Task brief: Summarize the notebook excerpt below in two sentences.

Document extract:
• • • •

Found 6400 files belonging to 2 classes.
Using 5120 files for training.
Found 6400 files belonging to 2 classes.
Using 1280 files for validation.
Found 1600 files belonging to 2 classes.
Images shape: (32, 224, 224, 3)
Labels shape: (32, 2)


### Dataset normalization

In [141]:
normalization_layer = tf.keras.layers.Rescaling(1./255)
data_augmentation = tf.keras.Sequential([
    tf.keras.layers.RandomFlip("horizontal_and_vertical"),
    tf.keras.layers.RandomZoom(0.2)
])

train_ds = train_ds.map(lambda x, y: (normalization_layer(data_augmentation(x, training=True)), y))
val_ds = val_ds.map(lambda x, y: (normalization_layer(x), y))
test_ds = test_ds.map(lambda x, y: (normalization_layer(x), y))

In [142]:
AUTOTUNE = tf.data.AUTOTUNE
train_ds = train_ds.prefetch(buffer_size=AUTOTUNE)
val_ds = val_ds.prefetch(buffer_size=AUTOTUNE)
test_ds = test_ds.prefetch(buffer_size=AUTOTUNE)

• • • •

Dataset excerpt:

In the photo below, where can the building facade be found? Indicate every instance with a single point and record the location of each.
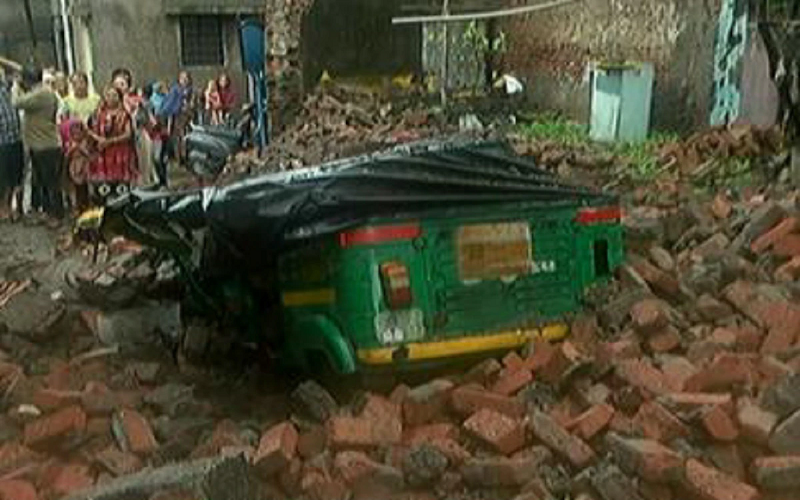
(156, 39)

• • • •

Correct result: Of 6400 files in 2 classes, 5120 are used for training and 1280 for validation, another set of 1600 files in 2 classes is also found, and the images have shape (32, 224, 224, 3) with labels of shape (32, 2). All three datasets are rescaled by 1/255, the training data alone also gets random horizontal and vertical flips and a random zoom of 0.2, and each dataset is then prefetched with an automatically tuned buffer size.